● Task to complete: From the line containing "Mark one point on each instance of the olympic" through the last line of the entries below, repeat each line word for word and leave out the rest.

(The records Opens)

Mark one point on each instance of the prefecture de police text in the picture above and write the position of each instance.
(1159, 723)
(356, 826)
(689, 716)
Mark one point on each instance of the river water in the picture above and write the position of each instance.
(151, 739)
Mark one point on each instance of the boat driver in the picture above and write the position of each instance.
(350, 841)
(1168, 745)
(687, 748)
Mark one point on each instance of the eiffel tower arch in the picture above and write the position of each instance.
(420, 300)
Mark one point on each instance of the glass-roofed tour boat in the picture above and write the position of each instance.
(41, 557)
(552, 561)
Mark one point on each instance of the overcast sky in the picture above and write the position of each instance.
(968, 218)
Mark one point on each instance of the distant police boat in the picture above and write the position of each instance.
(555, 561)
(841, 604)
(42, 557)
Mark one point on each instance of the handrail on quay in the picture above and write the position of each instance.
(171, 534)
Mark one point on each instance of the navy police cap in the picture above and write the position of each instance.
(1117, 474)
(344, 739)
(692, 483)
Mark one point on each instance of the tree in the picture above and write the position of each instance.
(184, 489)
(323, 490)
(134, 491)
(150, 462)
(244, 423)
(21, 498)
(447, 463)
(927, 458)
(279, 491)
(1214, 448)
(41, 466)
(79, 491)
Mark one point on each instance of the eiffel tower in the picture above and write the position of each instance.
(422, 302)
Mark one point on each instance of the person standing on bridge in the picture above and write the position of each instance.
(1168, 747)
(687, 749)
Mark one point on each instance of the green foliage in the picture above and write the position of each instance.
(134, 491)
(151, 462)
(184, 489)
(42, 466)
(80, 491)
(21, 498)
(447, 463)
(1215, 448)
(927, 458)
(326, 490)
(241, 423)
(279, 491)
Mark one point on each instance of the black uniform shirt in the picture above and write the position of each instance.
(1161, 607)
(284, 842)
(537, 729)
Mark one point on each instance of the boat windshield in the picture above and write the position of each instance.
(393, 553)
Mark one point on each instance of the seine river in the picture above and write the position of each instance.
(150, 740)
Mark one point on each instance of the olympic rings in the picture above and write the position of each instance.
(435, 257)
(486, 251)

(The records Closes)

● Response to the exercise:
Mark one point on each instance of the olympic rings in the picture above and write the position of each instance.
(435, 257)
(486, 251)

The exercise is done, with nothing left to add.